* _Selected excerpt_:
## begin

SZIFRA BIRKE: My sister breaks out in hysterical laughter and says, "Oh, my God, Sue, they named you Szifra."
SOFIA COLOMBO-ABDULLAH: What I didn't expect was the kid next to me looking me straight in the eyes, and then saying, "Are you a terrorist?
Your name sounds like a terrorist name."
U-MELENI MHLABA-ADEBO: So, my father said, in his native tongue, he's Ndebele, "What are we waiting for?
U-Meleni."
And thus, I have my given name.
♪ ♪ BIRKE: My parents were originally from Poland.
They came to the U.S. after the Holocaust, they were both Holocaust survivors whose entire families-- all but three cousins on each side-- everyone else was killed, was exterminated during the Holocaust.
And they really did not talk very personally about their families.
Do you regret not being able to ask more questions?
I could have actually asked the questions had I realized that I could've asked the questions.
- Mmm.
- But by the time I realized it, my dad had died, and so I did ask my mom more questions.
But I think it's a bit of a mission for me to encourage children-- grown children-- of refugees to dare to ask, and even ask, like, lightweight things.
Because we're taught to stay away from anything historic, and then we don't have all this information, and our parents actually are ready to talk.
- Mmm.
- But we don't know that.
♪ I'm 16 years old.
I'm at City Hall with my younger sister, Ros, and I'm there for my birth certificate so that I can get my driver's permit.
And I am psyched.
I'm pretty excited about the idea of driving.
So I tell the woman behind the counter, "Susan Birke, B-I-R-K-E." And before I can even tell her my birthdate, she says, "Oh, honey, I know your family, and that's not your name."
And I think, "I'm 16.
"I've lived with this for a long time, I think I know it's my name."
She said, "It has a Z in it."
And I think, "Oh, well, maybe they spelled Susan with a Z, "because my parents are Holocaust survivors, "English was their fourth language, and they spelled, may we say creatively."
So she hands me back a piece of paper, a little white piece of paper, and she's right, it has a Z on it.
It says, "S-Z-I-F-R-A R. Birke, B-I-R-K-E." We are the only B-I-R-K-Es in Lowell, and it's June 28, 1950, this must be me.
But this is a me I have never seen before.

## end

* _Exercise tasks_:
1. According to the transcript, why did Szifra Birke go to City Hall for her birth certificate?
2. Copy the part of the transcript starting with "Your name sounds" and going on through "asked the questions.".
These records have no connection to the transcript.

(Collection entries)
## begin

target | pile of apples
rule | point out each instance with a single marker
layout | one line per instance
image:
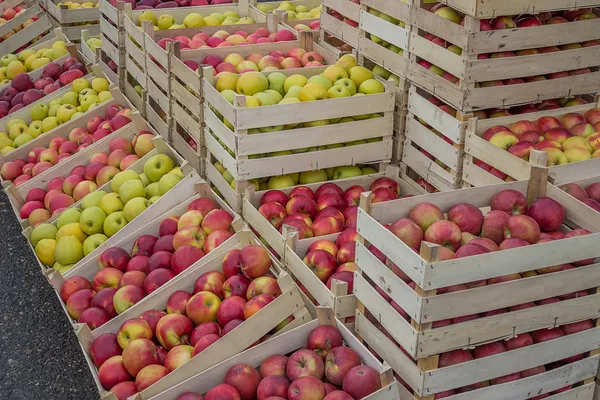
(23, 90)
(572, 138)
(301, 375)
(29, 60)
(327, 210)
(150, 4)
(83, 96)
(223, 38)
(467, 232)
(83, 179)
(274, 61)
(589, 195)
(94, 42)
(303, 178)
(147, 348)
(125, 278)
(193, 20)
(295, 12)
(9, 14)
(77, 232)
(459, 356)
(41, 159)
(505, 22)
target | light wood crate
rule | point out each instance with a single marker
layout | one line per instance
(337, 28)
(285, 343)
(467, 95)
(289, 303)
(423, 306)
(478, 148)
(25, 35)
(242, 167)
(63, 130)
(17, 194)
(185, 188)
(63, 15)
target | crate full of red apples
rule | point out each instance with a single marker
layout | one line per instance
(228, 301)
(313, 227)
(295, 365)
(481, 63)
(487, 286)
(501, 148)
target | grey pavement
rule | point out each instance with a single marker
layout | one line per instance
(40, 358)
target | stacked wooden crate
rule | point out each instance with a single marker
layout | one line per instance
(444, 331)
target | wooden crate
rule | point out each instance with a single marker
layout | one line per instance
(478, 148)
(63, 15)
(186, 84)
(420, 341)
(440, 135)
(495, 8)
(23, 37)
(243, 166)
(338, 28)
(285, 343)
(18, 194)
(64, 129)
(184, 189)
(467, 94)
(385, 32)
(289, 303)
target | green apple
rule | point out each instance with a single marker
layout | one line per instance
(70, 98)
(92, 242)
(50, 123)
(135, 207)
(131, 189)
(371, 86)
(157, 166)
(21, 140)
(167, 182)
(69, 250)
(17, 129)
(42, 231)
(65, 112)
(293, 92)
(100, 85)
(79, 84)
(346, 172)
(53, 109)
(68, 216)
(276, 82)
(320, 79)
(278, 182)
(39, 112)
(121, 178)
(312, 177)
(110, 203)
(114, 223)
(144, 179)
(87, 100)
(274, 94)
(348, 84)
(104, 96)
(152, 190)
(35, 129)
(92, 199)
(92, 220)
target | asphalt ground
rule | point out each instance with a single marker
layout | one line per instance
(40, 358)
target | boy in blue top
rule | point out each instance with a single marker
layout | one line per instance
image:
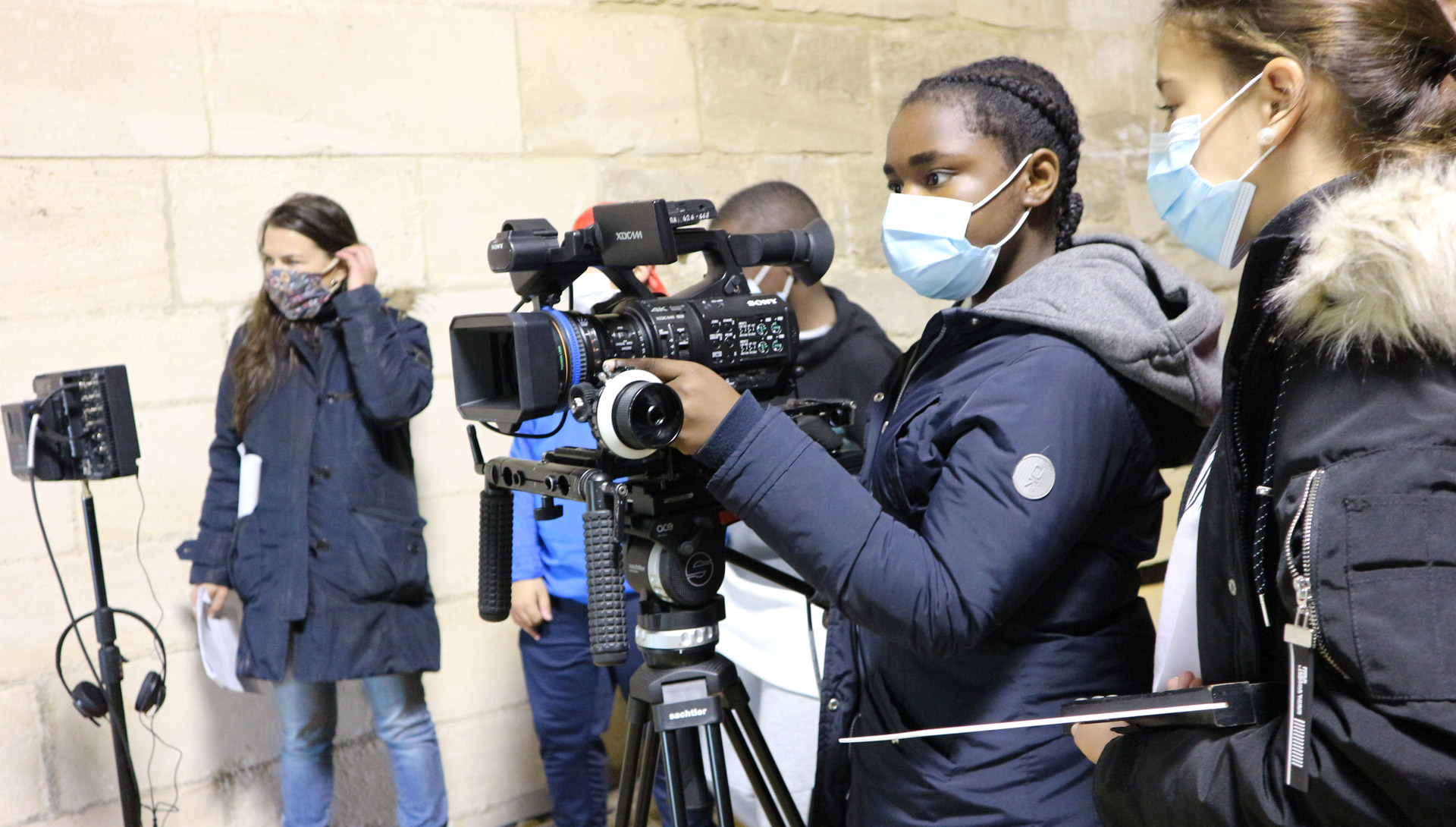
(571, 697)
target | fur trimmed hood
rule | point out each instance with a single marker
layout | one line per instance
(1379, 269)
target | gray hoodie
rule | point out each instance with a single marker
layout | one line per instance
(1142, 316)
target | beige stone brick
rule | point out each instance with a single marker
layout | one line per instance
(490, 760)
(169, 356)
(905, 55)
(453, 538)
(82, 234)
(1125, 63)
(22, 765)
(22, 536)
(340, 79)
(783, 86)
(443, 462)
(606, 83)
(479, 665)
(77, 85)
(892, 302)
(1133, 17)
(38, 616)
(218, 204)
(466, 200)
(1018, 14)
(892, 9)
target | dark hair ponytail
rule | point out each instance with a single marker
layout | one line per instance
(1388, 60)
(1025, 108)
(264, 348)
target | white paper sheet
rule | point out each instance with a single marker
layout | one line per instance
(1177, 647)
(249, 475)
(218, 640)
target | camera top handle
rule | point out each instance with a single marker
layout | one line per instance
(648, 234)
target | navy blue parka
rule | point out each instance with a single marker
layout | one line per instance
(983, 567)
(334, 555)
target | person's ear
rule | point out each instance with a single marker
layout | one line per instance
(1041, 175)
(1283, 92)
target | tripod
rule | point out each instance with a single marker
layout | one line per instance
(666, 535)
(685, 684)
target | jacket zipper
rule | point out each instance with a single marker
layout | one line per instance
(1307, 612)
(909, 376)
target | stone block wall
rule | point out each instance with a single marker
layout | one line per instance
(143, 140)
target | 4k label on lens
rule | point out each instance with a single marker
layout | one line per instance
(1301, 695)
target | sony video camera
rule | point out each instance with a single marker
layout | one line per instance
(510, 367)
(648, 511)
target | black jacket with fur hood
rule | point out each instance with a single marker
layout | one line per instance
(1335, 453)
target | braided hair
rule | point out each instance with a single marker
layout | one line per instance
(1025, 108)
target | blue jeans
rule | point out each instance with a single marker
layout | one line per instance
(571, 706)
(309, 712)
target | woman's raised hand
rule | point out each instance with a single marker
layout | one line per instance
(359, 261)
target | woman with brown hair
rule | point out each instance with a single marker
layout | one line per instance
(1320, 139)
(321, 383)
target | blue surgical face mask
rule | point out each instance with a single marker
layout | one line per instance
(756, 283)
(925, 242)
(1206, 217)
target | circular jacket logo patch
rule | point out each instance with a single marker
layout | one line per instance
(1034, 476)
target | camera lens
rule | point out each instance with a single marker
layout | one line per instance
(647, 415)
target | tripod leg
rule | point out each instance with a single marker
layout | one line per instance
(720, 769)
(639, 787)
(770, 769)
(750, 768)
(673, 762)
(631, 768)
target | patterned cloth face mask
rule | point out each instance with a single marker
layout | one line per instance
(300, 294)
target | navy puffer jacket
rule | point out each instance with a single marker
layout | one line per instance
(983, 568)
(334, 554)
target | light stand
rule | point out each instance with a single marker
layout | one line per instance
(109, 665)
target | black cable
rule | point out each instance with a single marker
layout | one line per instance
(162, 612)
(36, 500)
(808, 616)
(166, 807)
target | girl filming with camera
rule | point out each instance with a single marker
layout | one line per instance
(1320, 137)
(321, 383)
(983, 567)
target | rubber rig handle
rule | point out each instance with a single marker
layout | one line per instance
(495, 554)
(606, 611)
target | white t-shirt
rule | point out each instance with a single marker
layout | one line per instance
(1177, 647)
(766, 630)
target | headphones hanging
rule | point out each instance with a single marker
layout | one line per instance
(91, 701)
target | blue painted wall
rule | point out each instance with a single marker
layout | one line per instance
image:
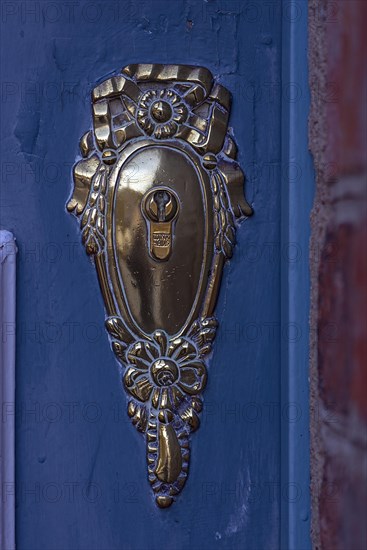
(81, 475)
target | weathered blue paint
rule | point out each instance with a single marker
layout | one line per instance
(297, 199)
(66, 371)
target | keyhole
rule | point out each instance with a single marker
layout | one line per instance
(161, 198)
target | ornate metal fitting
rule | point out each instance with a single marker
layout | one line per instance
(157, 192)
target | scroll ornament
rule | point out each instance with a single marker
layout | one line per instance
(158, 192)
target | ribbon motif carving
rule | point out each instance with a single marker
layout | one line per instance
(158, 192)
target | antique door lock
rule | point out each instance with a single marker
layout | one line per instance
(160, 207)
(158, 192)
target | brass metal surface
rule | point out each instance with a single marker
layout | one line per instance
(158, 192)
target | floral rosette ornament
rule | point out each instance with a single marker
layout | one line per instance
(158, 192)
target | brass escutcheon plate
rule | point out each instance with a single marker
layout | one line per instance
(158, 192)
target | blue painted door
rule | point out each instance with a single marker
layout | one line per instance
(80, 467)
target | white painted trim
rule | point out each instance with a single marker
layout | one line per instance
(8, 252)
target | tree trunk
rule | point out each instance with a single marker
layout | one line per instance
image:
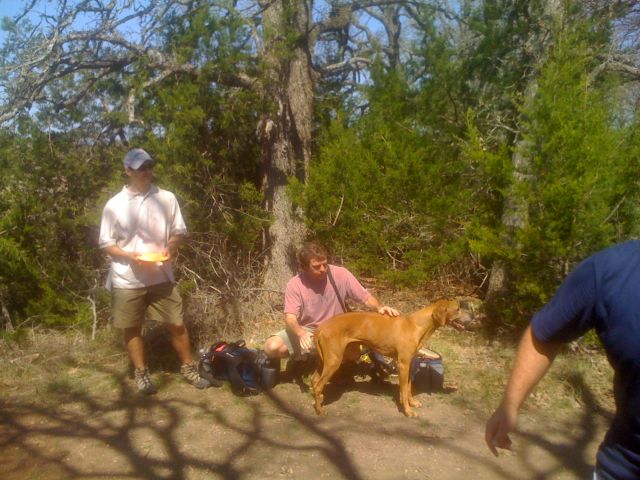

## end

* _Results of the exercise_:
1. She needed it to get her driver's permit.

2.
Your name sounds like a terrorist name."
U-MELENI MHLABA-ADEBO: So, my father said, in his native tongue, he's Ndebele, "What are we waiting for?
U-Meleni."
And thus, I have my given name.
♪ ♪ BIRKE: My parents were originally from Poland.
They came to the U.S. after the Holocaust, they were both Holocaust survivors whose entire families-- all but three cousins on each side-- everyone else was killed, was exterminated during the Holocaust.
And they really did not talk very personally about their families.
Do you regret not being able to ask more questions?
I could have actually asked the questions had I realized that I could've asked the questions.